» **Input data**
━━━━━━━━━━━━━━━━━━━━
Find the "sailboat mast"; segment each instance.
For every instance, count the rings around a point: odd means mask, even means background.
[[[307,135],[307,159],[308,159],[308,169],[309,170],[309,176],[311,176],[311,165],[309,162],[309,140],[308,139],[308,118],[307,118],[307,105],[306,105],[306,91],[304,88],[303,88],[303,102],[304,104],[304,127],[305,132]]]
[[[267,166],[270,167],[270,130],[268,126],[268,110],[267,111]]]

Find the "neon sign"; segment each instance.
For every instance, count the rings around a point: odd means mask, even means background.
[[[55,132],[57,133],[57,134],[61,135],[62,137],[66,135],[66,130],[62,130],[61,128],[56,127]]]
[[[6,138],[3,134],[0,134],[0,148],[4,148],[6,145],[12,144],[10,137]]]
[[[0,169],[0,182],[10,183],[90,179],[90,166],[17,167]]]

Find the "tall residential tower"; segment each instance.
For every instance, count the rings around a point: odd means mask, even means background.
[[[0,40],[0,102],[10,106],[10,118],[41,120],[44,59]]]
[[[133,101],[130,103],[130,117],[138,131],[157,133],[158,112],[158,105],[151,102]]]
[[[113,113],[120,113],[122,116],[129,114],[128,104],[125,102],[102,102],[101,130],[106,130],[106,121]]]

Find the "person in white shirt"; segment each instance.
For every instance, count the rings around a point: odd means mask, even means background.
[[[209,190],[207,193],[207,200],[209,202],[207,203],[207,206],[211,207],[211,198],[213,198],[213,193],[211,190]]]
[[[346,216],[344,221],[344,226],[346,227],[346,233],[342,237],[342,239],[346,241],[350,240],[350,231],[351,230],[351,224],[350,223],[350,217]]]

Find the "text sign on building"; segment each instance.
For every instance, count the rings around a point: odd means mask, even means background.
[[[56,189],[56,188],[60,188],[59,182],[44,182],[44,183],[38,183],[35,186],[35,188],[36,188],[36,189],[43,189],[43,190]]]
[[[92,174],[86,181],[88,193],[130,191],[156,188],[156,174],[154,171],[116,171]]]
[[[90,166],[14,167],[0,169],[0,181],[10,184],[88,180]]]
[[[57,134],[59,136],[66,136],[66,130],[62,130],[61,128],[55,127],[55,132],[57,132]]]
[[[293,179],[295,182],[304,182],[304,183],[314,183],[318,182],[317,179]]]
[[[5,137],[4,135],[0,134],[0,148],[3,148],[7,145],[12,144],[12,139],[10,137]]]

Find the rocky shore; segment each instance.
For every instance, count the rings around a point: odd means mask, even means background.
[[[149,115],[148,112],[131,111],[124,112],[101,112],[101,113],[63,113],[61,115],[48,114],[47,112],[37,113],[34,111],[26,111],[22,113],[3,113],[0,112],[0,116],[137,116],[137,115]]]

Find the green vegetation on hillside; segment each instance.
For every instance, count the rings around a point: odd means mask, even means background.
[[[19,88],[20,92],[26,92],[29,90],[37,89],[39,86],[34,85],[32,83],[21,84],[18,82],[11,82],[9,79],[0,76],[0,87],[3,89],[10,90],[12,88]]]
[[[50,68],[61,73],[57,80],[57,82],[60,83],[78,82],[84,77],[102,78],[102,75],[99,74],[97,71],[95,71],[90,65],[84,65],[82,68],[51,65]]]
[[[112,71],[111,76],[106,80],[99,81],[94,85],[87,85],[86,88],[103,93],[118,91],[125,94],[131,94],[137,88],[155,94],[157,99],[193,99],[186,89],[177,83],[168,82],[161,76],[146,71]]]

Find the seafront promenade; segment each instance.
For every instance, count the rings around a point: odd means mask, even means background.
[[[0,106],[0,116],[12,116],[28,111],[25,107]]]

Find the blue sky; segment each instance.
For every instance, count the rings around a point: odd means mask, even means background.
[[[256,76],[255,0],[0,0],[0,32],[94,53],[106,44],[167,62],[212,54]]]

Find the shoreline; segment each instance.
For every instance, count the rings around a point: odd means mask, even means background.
━━━━━━━━━━━━━━━━━━━━
Turn the lines above into a numbered list, leaving out the blank lines.

1. Find the "sailboat mast"; segment each instance.
2. For every instance, count the rings around a point: odd means mask, even means background.
3. [[[307,135],[307,159],[308,159],[308,169],[309,170],[309,176],[311,176],[311,165],[309,162],[309,140],[308,139],[308,118],[307,118],[307,105],[306,105],[306,91],[304,88],[303,88],[303,102],[304,104],[304,127],[305,132]]]
4. [[[267,166],[270,167],[270,130],[268,126],[268,110],[267,111]]]
5. Find the "neon sign"; segment each instance.
6. For every instance, count the rings around a point: odd means mask, even means background.
7. [[[55,132],[57,133],[57,134],[61,135],[62,137],[66,135],[66,130],[62,130],[61,128],[56,127]]]
8. [[[6,138],[3,134],[0,134],[0,148],[4,148],[6,145],[12,144],[10,137]]]
9. [[[0,169],[0,182],[10,183],[90,179],[90,166],[17,167]]]
10. Find the "tall residential tower"; segment each instance.
11. For every instance, count the rings around a point: odd means mask, even means background.
12. [[[0,40],[0,102],[10,106],[10,118],[41,120],[44,59]]]
13. [[[133,101],[130,103],[130,117],[138,131],[157,133],[158,112],[158,105],[151,102]]]
14. [[[113,113],[120,113],[122,116],[129,114],[128,104],[125,102],[102,102],[101,130],[106,130],[106,121]]]
15. Find the "person in white shirt"; segment each instance.
16. For every instance, count the rings around a point: odd means mask, even means background.
17. [[[209,190],[207,193],[207,200],[209,202],[207,203],[207,206],[211,207],[211,198],[213,198],[213,193],[211,190]]]
18. [[[346,216],[344,221],[344,226],[346,227],[346,233],[342,237],[342,239],[346,241],[350,240],[350,231],[351,230],[351,224],[350,223],[350,217]]]
19. Find the "text sign on building"; segment each instance.
20. For every instance, count the rings around a point: odd means mask, even means background.
21. [[[56,189],[56,188],[60,188],[59,182],[44,182],[44,183],[38,183],[35,186],[35,188],[36,188],[36,189],[43,189],[43,190]]]
22. [[[92,174],[86,181],[88,193],[130,191],[156,188],[156,174],[154,171],[116,171]]]
23. [[[90,166],[14,167],[0,169],[0,181],[10,184],[88,180]]]
24. [[[57,134],[59,136],[66,136],[66,130],[62,130],[61,128],[55,127],[55,132],[57,132]]]
25. [[[293,179],[295,182],[304,182],[304,183],[314,183],[318,182],[317,179]]]
26. [[[5,137],[4,135],[0,134],[0,148],[3,148],[7,145],[12,144],[12,139],[10,137]]]
27. Find the rocky shore; segment each instance.
28. For every instance, count the rings around a point: odd means mask, even means background.
29. [[[149,115],[148,112],[131,111],[124,112],[101,112],[101,113],[63,113],[61,115],[48,114],[47,112],[37,113],[34,111],[26,111],[22,113],[3,113],[0,112],[0,116],[137,116],[137,115]]]
30. Find the green vegetation on hillside; segment each instance.
31. For every instance, count the rings around a point: odd means mask, even means background.
32. [[[19,88],[20,92],[26,92],[29,90],[37,89],[39,86],[34,85],[32,83],[21,84],[18,82],[11,82],[9,79],[0,76],[0,87],[3,89],[10,90],[12,88]]]
33. [[[50,68],[61,73],[57,80],[57,82],[60,83],[78,82],[84,77],[102,78],[102,75],[99,74],[97,71],[95,71],[90,65],[84,65],[82,68],[51,65]]]
34. [[[112,71],[111,76],[106,80],[99,81],[94,85],[87,85],[86,88],[103,93],[118,91],[125,94],[131,94],[137,88],[155,94],[157,99],[193,99],[186,89],[177,83],[168,82],[161,76],[146,71]]]
35. Find the seafront promenade; segment each instance.
36. For every instance, count the rings around a point: odd means mask, even means background.
37. [[[0,106],[0,116],[12,116],[28,111],[25,107]]]
38. Find the blue sky; segment each instance.
39. For every instance, count the rings around a point: odd means mask, even means background.
40. [[[256,76],[255,0],[0,0],[0,32],[94,53],[106,44],[167,62],[212,54]]]
41. Find the shoreline; segment each instance.
42. For every instance, count the rings around a point: odd means mask, even means background.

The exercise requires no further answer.